# Start of Text segment

Published 22 June 2016
Opinion
On Febr. 5, 1981, Toronto Police raided four gay bathhouses and subjected about 300 arrested, gay men to homophobic verbal and physical violence.

June is Gay Pride Month and it is a good time as any to bring attention to the 35th anniversary of the 1981 bathhouse raids in Toronto, which gave rise to the queer liberation movement in Canada. I am going to use this pivotal moment to highlight the difficulties in forming coalitions of the oppressed when the prospective partners’ activism is guided by single-oppression analyses. Specifically, this essay will examine the challenge of building solidarity across differences of sexuality, race and class in fighting systemic police violence.

On Febr. 5, 1981, the cops in the city of Toronto raided four gay bathhouses (Romans II Health and Recreation Spa, The Barracks, The Club and Richmond Street Health Emporium) and arrested about three hundred gay men. The arrestees were subjected to homophobic verbal assault, physical violence, and vile public humiliation.

# End of Text segment

Short exercise a: Rewrite the rows from the line containing "Every instance of the terracotta" through the last row, with "terracotta" replaced by "clay" and nothing else altered.
The text and the rows have no connection to each other.

# Start of Material provided

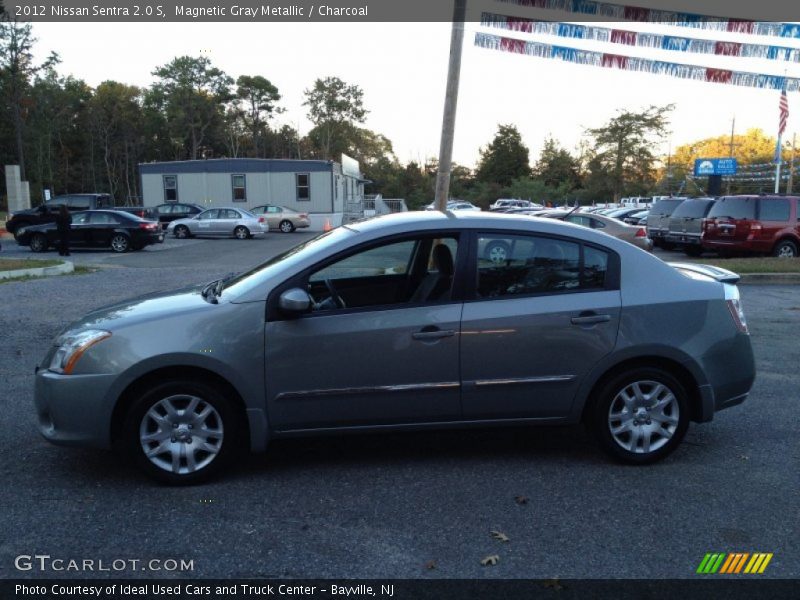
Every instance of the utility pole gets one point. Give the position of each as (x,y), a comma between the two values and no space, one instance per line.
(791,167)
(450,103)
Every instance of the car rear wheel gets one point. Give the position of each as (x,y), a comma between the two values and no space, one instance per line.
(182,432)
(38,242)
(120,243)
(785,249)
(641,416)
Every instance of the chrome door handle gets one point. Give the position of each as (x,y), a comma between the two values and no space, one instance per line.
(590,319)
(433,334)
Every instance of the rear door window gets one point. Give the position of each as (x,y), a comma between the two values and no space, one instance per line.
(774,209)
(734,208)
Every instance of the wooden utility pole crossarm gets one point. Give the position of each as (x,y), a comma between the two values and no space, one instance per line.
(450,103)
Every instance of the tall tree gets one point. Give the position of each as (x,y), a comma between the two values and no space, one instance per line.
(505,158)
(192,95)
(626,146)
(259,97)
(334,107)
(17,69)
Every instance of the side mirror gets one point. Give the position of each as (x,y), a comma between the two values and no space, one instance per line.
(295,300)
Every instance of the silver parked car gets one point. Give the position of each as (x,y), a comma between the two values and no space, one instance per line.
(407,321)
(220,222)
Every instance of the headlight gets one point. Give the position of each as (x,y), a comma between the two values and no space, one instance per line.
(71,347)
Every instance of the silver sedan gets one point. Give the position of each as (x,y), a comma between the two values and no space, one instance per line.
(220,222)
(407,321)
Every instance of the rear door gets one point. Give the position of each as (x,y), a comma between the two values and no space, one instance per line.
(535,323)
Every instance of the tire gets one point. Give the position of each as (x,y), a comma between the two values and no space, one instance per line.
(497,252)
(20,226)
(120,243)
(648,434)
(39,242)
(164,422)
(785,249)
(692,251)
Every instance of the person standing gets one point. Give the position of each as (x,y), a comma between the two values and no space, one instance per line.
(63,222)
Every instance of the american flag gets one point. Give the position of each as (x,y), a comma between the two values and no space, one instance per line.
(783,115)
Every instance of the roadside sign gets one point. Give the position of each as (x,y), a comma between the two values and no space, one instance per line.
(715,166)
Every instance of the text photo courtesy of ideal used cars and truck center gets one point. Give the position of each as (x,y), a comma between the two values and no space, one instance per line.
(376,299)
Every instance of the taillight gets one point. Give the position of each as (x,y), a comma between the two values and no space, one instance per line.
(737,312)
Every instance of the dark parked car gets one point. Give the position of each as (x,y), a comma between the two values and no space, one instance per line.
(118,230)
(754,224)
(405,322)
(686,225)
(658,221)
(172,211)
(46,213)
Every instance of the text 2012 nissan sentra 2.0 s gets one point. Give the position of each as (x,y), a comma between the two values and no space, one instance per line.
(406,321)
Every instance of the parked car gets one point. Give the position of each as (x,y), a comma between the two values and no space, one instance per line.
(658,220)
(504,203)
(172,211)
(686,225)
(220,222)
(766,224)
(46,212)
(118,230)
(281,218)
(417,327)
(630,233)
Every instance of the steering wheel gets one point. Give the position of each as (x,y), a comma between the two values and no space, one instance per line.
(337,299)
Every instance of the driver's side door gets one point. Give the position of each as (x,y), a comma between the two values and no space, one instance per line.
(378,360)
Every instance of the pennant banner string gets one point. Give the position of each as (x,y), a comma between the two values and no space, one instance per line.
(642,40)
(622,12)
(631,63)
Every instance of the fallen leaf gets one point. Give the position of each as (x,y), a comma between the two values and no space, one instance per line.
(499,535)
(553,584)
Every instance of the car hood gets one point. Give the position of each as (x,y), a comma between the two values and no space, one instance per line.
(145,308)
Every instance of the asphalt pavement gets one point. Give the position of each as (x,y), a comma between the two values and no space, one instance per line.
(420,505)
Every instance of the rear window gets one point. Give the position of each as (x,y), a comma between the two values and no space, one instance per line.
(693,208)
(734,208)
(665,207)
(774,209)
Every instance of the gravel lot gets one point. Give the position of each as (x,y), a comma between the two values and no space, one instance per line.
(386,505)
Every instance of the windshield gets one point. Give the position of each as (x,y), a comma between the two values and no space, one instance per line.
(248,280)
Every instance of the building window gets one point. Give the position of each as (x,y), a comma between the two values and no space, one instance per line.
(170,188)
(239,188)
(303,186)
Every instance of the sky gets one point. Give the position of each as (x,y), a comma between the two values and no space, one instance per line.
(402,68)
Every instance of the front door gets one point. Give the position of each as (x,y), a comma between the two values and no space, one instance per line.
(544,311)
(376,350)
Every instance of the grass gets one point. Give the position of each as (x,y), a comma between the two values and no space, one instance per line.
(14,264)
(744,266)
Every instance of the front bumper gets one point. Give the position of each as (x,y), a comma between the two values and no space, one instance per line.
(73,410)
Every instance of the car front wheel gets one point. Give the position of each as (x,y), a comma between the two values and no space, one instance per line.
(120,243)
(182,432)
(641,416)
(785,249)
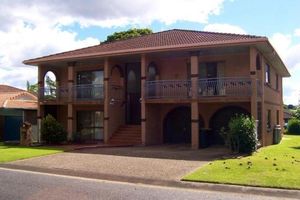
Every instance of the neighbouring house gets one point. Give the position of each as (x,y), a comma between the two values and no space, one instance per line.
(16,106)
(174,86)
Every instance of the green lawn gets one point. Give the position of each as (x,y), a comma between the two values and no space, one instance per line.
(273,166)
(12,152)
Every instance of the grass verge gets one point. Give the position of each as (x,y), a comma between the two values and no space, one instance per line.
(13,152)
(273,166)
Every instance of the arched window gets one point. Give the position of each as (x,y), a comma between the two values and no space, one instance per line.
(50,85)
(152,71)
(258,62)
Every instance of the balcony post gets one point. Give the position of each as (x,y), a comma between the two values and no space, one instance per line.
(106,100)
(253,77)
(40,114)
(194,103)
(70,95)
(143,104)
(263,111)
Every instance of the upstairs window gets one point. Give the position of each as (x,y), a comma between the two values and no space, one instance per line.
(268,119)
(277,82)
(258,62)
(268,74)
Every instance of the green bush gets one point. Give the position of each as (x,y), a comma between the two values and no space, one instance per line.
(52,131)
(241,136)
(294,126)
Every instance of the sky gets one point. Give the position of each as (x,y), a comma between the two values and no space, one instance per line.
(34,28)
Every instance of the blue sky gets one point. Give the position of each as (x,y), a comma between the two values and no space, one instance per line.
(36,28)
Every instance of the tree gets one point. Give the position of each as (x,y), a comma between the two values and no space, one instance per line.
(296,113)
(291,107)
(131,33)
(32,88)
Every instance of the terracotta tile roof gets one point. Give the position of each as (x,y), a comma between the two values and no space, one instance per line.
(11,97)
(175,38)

# End of Material provided

Short exercise b: Extend the essay on the 1981 Toronto bathhouse raids by continuing it from its final sentence.

Output a:
Every instance of the clay tile roof gets one point. Give the position of each as (x,y), a comma between the two values and no space, one instance per line.
(11,97)
(175,38)

Output b:
Nadia Guidotto shares the experience of violence by one of the traumatized men in her essay Looking Back: The Bathhouse Raids in Toronto, 1981:

“I was in a room with someone when I heard a noise. I got up to open the door but it burst open and a guy in plain clothes pushed in and shoved me up against the wall, my face pushed hard. My nose was lacerated and bloodied. The cop kept punching me in the lower back and pulling my hair and saying, “You’re disgusting, faggot. Look at this dirty place.” I was choked, and something was jabbed into my neck. Before they took us out of the room, they used a pen to gouge the room number into the backs of our hands. I was naked ... Someone said, “Too bad the place doesn’t catch fire…” Somebody else said, “Too bad the showers aren’t hooked up to gas.”

Peter Bochove, the owner of the raided, badly damaged and inoperable Richmond Street Health Emporium, captured the experience of some of the men in the text Oral History: The Bathhouse Raids.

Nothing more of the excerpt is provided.